* _Source excerpt_:

──────

Introduction To MultiVariate Testing: A Complete Guide (2023)
Multivariate testing, also known as multivariant testing, is a method of experimenting with multiple variables on a website or mobile app to determine which variation performs the best. The goal is to identify the combination of variations that drive a desired outcome, like more conversions or higher revenue.
Multivariate testing is extremely valuable for making data-driven decisions about changes to your site or app. Testing multiple variables at once allows you to understand how different elements interact and impact each other. This provides deeper insights than changing one variable at a time. By identifying the optimal combination of variables, you can significantly improve key metrics like conversion rates.
In this article, you will learn what multivariate testing is, why it is important, how to design and run a multivariate test, and how to analyze and interpret the results. With this knowledge, you will be equipped to leverage multivariate testing to make smart decisions that improve your website’s or app’s performance.
Table of Contents
What Is Multivariate Testing
Multivariate testing, sometimes called multivariant testing, is a method of experimenting with multiple variables on a website or mobile app simultaneously. The goal is to determine which combination of variations performs the best to drive a desired outcome.

──────

* _Data_:
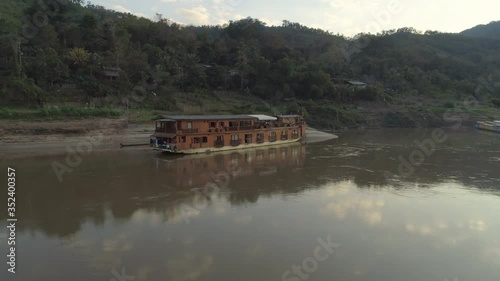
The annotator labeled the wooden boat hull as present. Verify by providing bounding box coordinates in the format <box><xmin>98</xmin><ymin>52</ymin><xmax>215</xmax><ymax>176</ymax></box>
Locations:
<box><xmin>152</xmin><ymin>136</ymin><xmax>301</xmax><ymax>154</ymax></box>
<box><xmin>476</xmin><ymin>121</ymin><xmax>500</xmax><ymax>133</ymax></box>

──────

* _Problem 1_: Summarize the multivariate testing guide in two sentences.
* _Problem 2_: Rewrite the stretch of the multivariate testing guide from "Multivariate testing, also" through "or higher revenue.", substituting "sign-ups" for "conversions".
The listing above is separate material and has no connection to the multivariate testing guide.

* _Problem solution 1_: Multivariate testing is a method of experimenting with multiple variables on a website or mobile app at once to find the combination of variations that best drives a desired outcome, such as more conversions or higher revenue. Testing variables together shows how different elements interact and gives deeper insights than changing one variable at a time, which can significantly improve key metrics like conversion rates.

* _Problem solution 2_:
Multivariate testing, also known as multivariant testing, is a method of experimenting with multiple variables on a website or mobile app to determine which variation performs the best. The goal is to identify the combination of variations that drive a desired outcome, like more sign-ups or higher revenue.